Show every line of the data below that contains the string "forest", copying each line in full.

(Records from a collection)
· · · ·

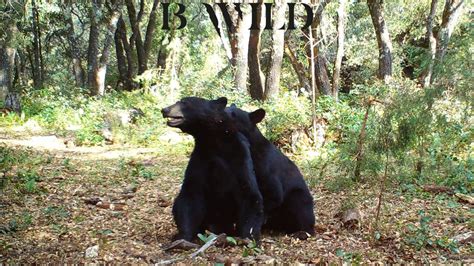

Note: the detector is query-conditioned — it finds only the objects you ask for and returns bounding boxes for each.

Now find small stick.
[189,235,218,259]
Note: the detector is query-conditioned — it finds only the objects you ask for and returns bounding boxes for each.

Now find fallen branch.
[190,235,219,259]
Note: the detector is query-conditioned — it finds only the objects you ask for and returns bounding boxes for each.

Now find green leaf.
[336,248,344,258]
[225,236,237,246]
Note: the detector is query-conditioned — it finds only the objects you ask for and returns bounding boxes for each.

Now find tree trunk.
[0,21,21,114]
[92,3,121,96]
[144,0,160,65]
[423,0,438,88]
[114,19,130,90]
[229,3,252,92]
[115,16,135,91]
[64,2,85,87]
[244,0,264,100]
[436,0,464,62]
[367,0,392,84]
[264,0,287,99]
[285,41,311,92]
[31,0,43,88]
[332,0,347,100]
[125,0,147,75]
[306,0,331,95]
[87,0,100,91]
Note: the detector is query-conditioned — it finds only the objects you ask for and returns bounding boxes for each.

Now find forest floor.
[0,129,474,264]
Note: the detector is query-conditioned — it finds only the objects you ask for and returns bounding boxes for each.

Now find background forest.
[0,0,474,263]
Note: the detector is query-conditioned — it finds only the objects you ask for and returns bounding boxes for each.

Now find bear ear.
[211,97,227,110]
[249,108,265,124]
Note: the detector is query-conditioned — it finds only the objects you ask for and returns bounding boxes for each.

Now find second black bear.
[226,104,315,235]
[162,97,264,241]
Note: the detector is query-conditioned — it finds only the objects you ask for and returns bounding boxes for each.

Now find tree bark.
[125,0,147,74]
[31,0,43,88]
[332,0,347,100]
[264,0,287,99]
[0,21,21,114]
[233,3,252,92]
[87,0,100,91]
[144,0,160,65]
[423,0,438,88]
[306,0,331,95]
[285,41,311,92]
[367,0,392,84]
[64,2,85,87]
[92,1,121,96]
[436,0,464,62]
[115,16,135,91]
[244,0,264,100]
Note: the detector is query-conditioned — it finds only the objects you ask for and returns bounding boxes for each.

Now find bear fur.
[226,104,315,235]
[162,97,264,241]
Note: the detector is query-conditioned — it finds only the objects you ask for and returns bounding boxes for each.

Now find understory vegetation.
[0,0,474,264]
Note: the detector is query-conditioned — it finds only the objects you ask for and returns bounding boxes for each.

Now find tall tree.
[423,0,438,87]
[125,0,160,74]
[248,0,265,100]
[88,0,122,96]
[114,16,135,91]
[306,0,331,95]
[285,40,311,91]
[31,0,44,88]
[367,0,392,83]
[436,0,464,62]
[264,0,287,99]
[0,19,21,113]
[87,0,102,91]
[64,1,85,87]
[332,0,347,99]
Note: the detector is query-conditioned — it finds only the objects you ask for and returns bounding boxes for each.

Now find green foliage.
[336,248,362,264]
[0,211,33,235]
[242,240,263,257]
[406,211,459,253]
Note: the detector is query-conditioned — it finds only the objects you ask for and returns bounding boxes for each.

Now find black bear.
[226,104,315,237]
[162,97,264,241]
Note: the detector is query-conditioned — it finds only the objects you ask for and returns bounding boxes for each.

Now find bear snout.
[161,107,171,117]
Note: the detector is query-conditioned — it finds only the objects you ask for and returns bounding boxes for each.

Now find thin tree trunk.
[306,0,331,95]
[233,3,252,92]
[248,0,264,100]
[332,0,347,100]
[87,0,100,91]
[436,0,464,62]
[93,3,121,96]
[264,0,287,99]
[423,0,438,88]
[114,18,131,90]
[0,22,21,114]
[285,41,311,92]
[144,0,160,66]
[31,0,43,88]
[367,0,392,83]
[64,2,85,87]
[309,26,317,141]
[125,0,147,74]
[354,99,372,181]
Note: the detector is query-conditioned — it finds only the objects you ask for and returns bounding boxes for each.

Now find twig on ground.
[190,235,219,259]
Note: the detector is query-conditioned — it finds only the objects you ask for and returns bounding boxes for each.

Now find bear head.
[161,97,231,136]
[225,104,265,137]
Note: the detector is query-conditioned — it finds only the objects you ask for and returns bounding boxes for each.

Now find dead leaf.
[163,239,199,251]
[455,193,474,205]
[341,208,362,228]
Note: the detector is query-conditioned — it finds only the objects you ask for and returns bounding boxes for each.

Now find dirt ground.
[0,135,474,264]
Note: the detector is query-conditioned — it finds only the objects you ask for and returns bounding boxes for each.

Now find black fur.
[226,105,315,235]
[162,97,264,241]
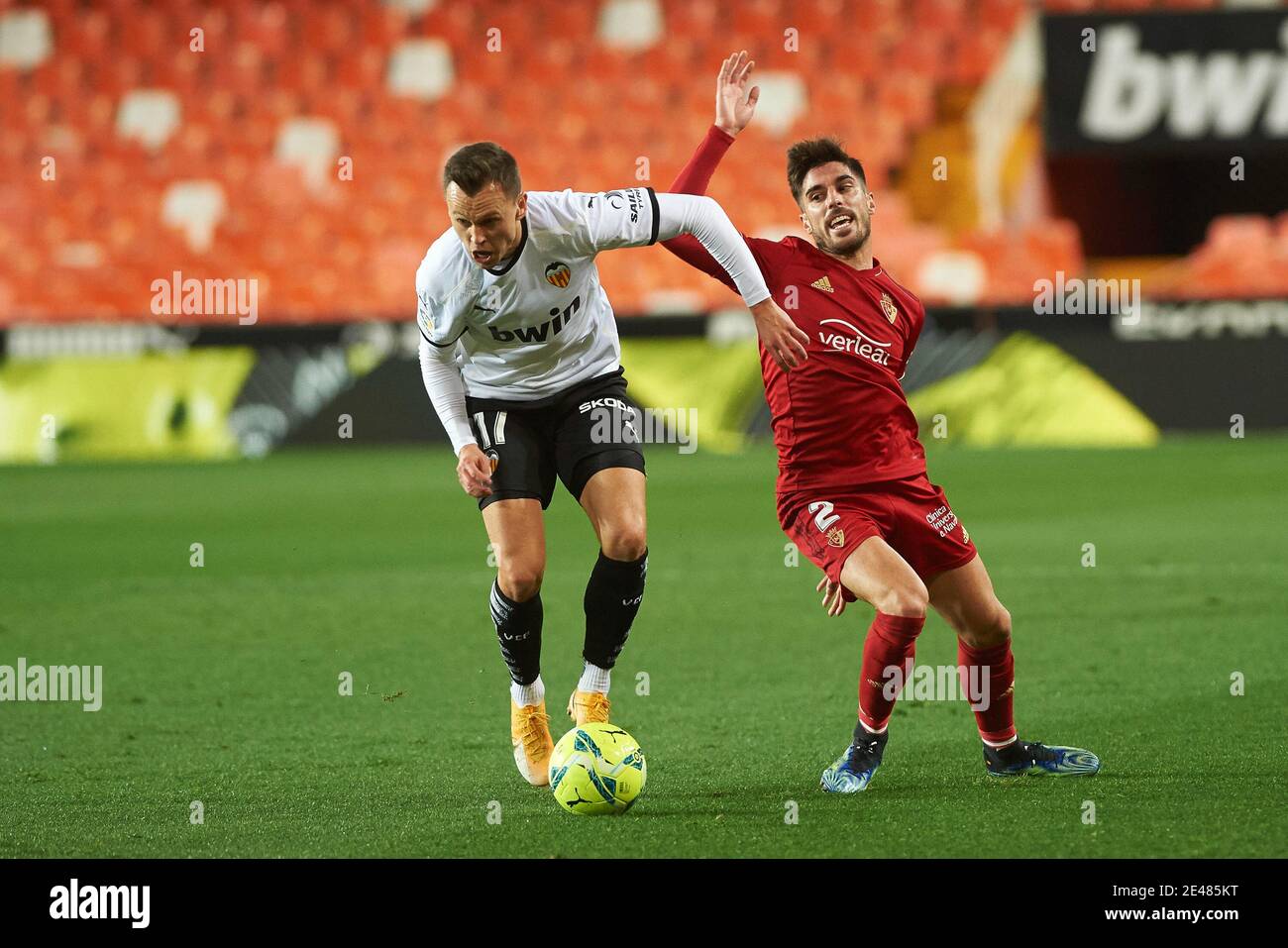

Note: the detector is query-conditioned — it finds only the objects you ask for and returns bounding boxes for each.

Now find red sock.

· · · ·

— TASK SOLUTION —
Now find forest floor.
Now find background forest.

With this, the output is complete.